▶ **Directions for this task**: Out of the lines below, please list those that hold the string "tree".

▶ **Material provided**:
_ _ _ _ _

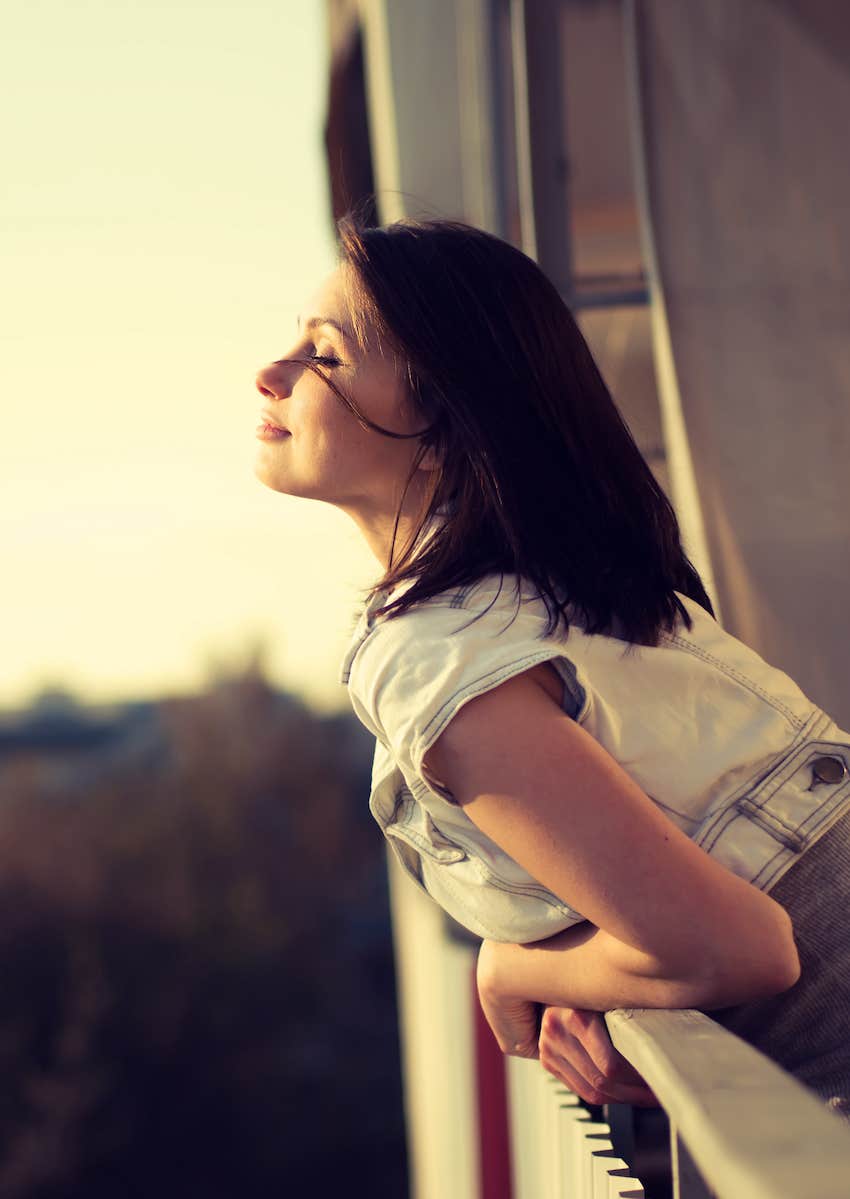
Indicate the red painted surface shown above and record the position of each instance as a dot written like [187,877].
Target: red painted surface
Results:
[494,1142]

_ _ _ _ _

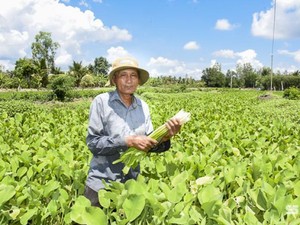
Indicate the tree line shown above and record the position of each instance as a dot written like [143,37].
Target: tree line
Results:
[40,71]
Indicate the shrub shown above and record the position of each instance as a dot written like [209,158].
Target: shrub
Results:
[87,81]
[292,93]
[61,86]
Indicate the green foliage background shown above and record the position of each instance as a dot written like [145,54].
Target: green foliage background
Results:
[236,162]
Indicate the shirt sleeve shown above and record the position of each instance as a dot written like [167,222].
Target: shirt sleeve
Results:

_ _ _ _ _

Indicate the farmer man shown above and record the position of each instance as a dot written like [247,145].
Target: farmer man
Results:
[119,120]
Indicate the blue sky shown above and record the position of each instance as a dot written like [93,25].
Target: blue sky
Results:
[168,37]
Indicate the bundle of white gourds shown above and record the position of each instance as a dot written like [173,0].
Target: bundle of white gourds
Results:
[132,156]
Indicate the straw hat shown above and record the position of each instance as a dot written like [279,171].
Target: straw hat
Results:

_ _ _ _ _

▶ **Result for this task**:
Indicate the tree line shown above and record the position of each instance as a dot written like [143,37].
Target: tree line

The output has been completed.